**EXERCISE OBJECTIVE:** Turn the items into a Markdown table with two columns, Row and Line. Start at the line that contains "Ground manicured hedge." and stop after the line that contains "[144,495,1270,670]". Give each line its own numbered row, and leave out blank lines.

**RECORD EXCERPTS:**
((

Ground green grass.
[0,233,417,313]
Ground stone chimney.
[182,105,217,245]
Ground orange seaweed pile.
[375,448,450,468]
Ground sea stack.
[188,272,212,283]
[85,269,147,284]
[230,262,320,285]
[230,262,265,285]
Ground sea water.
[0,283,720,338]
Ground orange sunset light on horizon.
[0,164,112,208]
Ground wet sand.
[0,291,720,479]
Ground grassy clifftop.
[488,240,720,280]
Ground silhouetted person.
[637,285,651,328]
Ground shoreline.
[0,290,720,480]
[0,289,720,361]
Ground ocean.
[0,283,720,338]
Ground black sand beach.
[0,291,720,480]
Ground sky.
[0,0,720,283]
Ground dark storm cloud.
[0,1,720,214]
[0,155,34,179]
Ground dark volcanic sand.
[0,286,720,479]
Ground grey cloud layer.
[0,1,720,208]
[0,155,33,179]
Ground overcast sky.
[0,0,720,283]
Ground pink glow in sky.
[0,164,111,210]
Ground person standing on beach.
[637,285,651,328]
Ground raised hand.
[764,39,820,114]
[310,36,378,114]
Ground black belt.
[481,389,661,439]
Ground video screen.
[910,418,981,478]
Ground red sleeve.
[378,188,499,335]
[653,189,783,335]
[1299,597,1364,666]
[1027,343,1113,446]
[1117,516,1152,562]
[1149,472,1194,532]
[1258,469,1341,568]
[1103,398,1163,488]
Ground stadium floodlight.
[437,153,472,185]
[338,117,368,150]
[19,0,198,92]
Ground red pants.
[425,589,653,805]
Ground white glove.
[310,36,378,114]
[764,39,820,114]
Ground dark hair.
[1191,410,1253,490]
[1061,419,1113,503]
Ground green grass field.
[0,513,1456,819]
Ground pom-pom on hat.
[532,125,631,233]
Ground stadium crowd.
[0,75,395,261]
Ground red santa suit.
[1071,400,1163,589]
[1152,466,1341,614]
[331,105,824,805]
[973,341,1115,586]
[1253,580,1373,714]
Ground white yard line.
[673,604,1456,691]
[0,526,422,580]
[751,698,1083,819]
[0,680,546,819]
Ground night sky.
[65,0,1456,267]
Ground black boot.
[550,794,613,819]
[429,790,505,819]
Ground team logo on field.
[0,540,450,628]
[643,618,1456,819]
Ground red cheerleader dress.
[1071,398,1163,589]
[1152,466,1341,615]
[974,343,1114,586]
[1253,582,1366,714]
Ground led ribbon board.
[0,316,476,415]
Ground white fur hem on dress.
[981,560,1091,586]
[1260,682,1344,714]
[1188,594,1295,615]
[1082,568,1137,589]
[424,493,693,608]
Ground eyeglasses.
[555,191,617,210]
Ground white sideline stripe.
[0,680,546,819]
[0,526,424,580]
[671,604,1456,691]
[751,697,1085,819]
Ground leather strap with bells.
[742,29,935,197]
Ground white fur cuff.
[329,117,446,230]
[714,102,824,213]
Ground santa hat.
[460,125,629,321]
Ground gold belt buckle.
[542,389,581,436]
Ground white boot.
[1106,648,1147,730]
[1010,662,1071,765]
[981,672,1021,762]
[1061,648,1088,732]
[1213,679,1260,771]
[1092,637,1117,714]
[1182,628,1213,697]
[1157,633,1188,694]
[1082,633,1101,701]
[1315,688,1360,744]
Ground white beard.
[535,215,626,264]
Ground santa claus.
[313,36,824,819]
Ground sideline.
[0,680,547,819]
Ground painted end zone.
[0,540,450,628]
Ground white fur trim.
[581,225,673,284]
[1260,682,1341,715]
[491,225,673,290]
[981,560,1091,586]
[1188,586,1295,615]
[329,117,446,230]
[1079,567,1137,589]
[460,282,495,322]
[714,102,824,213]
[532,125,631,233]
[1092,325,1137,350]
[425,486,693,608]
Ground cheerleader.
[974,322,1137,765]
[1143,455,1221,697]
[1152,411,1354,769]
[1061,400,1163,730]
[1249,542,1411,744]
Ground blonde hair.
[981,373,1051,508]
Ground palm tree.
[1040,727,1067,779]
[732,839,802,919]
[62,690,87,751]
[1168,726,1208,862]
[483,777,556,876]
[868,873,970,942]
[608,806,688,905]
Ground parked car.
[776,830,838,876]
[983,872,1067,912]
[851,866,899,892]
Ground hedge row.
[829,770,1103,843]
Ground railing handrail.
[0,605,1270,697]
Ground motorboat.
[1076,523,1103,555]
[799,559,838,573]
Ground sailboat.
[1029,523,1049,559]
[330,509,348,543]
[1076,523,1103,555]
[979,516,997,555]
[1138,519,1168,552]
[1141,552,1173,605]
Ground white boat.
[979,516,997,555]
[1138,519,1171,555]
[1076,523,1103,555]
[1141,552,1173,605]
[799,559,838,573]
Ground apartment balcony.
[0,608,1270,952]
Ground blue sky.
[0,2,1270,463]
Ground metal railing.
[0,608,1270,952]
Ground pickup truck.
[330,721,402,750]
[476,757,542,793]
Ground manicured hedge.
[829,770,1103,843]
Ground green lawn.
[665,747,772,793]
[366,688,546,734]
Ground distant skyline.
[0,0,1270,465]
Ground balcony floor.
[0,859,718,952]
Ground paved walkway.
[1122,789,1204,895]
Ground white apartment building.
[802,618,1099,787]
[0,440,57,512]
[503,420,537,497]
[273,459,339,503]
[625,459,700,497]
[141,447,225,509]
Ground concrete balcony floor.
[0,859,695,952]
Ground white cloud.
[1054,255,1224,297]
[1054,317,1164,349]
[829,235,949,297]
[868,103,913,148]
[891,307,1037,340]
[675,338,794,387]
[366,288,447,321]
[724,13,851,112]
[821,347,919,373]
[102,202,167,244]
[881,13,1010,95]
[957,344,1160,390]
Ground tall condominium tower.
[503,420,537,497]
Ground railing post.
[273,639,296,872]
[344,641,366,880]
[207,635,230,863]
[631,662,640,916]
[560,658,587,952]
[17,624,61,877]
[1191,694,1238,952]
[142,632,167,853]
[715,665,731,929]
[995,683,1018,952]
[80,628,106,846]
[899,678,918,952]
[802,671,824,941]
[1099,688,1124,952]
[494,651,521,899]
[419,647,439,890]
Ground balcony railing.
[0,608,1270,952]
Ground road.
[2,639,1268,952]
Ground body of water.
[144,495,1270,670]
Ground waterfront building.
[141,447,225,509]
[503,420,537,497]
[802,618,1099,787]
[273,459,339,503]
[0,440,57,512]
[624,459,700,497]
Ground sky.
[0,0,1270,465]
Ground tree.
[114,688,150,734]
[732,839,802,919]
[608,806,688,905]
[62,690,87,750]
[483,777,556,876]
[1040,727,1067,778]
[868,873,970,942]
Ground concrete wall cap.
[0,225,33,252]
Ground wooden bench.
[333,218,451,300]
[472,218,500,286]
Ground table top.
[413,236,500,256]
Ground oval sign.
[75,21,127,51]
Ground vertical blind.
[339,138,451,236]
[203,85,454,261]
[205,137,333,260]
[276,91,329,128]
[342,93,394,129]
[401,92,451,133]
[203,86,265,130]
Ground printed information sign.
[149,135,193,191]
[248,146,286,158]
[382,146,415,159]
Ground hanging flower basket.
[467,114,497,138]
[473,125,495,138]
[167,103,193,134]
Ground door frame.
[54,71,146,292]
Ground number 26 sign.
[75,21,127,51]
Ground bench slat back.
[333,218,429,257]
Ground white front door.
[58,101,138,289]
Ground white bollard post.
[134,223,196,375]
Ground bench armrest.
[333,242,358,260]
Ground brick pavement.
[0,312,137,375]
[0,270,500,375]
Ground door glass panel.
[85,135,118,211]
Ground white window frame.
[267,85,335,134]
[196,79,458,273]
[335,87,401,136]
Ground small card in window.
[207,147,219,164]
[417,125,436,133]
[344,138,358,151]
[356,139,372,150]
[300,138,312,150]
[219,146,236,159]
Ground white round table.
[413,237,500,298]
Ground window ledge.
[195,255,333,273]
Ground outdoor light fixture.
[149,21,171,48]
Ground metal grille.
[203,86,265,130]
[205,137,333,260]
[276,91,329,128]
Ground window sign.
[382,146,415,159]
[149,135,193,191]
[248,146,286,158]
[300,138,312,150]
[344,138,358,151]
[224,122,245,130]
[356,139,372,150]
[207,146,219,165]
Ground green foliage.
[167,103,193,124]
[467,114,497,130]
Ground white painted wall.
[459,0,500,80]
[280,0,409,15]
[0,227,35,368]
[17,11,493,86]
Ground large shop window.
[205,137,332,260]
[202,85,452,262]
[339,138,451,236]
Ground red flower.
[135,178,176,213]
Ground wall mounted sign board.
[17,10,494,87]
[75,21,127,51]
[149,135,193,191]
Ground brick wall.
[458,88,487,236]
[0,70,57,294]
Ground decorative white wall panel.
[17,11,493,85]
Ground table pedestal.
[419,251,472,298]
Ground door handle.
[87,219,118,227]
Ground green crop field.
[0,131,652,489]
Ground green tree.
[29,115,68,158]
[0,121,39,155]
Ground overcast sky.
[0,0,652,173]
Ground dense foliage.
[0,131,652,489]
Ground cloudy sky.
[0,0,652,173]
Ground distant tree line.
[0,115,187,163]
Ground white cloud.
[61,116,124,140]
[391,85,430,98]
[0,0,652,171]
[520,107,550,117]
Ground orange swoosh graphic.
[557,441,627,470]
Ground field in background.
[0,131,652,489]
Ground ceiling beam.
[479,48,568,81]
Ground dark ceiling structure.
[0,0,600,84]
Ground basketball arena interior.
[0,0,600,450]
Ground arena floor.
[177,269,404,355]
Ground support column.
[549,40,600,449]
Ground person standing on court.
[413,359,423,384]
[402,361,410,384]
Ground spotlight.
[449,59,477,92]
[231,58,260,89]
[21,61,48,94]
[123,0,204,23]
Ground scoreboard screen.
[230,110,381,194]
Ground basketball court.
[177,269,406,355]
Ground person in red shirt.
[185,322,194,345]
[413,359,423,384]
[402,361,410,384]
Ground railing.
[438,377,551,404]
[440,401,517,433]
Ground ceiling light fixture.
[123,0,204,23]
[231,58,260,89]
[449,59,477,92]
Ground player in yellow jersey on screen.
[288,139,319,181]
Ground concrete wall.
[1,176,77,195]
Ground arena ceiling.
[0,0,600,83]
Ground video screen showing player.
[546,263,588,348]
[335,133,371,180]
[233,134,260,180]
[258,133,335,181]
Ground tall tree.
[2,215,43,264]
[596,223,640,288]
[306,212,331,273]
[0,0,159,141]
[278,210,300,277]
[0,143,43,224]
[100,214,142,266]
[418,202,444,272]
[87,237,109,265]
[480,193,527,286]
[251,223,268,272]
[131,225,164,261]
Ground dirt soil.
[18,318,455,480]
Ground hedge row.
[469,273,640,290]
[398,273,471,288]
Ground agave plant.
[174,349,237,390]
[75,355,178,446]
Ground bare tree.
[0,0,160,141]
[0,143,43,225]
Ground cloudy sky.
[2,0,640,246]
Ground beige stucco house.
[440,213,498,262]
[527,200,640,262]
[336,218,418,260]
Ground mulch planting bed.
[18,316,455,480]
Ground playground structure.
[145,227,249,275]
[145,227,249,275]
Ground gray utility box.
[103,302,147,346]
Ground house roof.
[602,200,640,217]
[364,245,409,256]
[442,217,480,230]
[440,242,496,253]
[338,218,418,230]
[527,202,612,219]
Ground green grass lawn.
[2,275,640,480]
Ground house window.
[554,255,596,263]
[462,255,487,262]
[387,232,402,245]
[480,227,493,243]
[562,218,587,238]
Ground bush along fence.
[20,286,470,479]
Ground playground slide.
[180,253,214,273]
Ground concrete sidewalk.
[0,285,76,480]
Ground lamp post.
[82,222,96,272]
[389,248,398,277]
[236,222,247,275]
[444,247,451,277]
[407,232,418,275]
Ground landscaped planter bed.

))

**TASK OUTPUT:**
| Row | Line |
|---|---|
| 1 | Ground manicured hedge. |
| 2 | [829,770,1103,843] |
| 3 | Ground green lawn. |
| 4 | [665,747,772,793] |
| 5 | [366,688,546,734] |
| 6 | Ground distant skyline. |
| 7 | [0,0,1270,465] |
| 8 | Ground balcony floor. |
| 9 | [0,859,718,952] |
| 10 | Ground paved walkway. |
| 11 | [1122,789,1204,895] |
| 12 | Ground white apartment building. |
| 13 | [802,618,1099,787] |
| 14 | [0,440,57,512] |
| 15 | [503,420,537,497] |
| 16 | [273,459,339,503] |
| 17 | [625,459,700,497] |
| 18 | [141,447,225,509] |
| 19 | Ground concrete balcony floor. |
| 20 | [0,859,695,952] |
| 21 | Ground white cloud. |
| 22 | [1054,255,1224,297] |
| 23 | [1054,317,1164,349] |
| 24 | [829,235,949,297] |
| 25 | [868,103,913,148] |
| 26 | [891,307,1037,340] |
| 27 | [675,338,794,387] |
| 28 | [366,288,447,321] |
| 29 | [724,13,851,112] |
| 30 | [821,347,919,373] |
| 31 | [102,202,167,244] |
| 32 | [881,13,1010,95] |
| 33 | [957,344,1160,390] |
| 34 | Ground tall condominium tower. |
| 35 | [503,420,537,497] |
| 36 | Ground railing post. |
| 37 | [273,639,296,872] |
| 38 | [344,641,366,880] |
| 39 | [207,635,230,863] |
| 40 | [631,662,640,916] |
| 41 | [560,658,587,952] |
| 42 | [17,624,61,877] |
| 43 | [1191,694,1238,952] |
| 44 | [142,632,167,853] |
| 45 | [715,665,731,929] |
| 46 | [995,683,1018,952] |
| 47 | [80,628,106,846] |
| 48 | [899,678,918,952] |
| 49 | [802,671,824,941] |
| 50 | [1099,688,1124,952] |
| 51 | [494,651,521,899] |
| 52 | [419,647,439,890] |
| 53 | Ground balcony railing. |
| 54 | [0,608,1270,952] |
| 55 | Ground road. |
| 56 | [2,639,1268,952] |
| 57 | Ground body of water. |
| 58 | [144,495,1270,670] |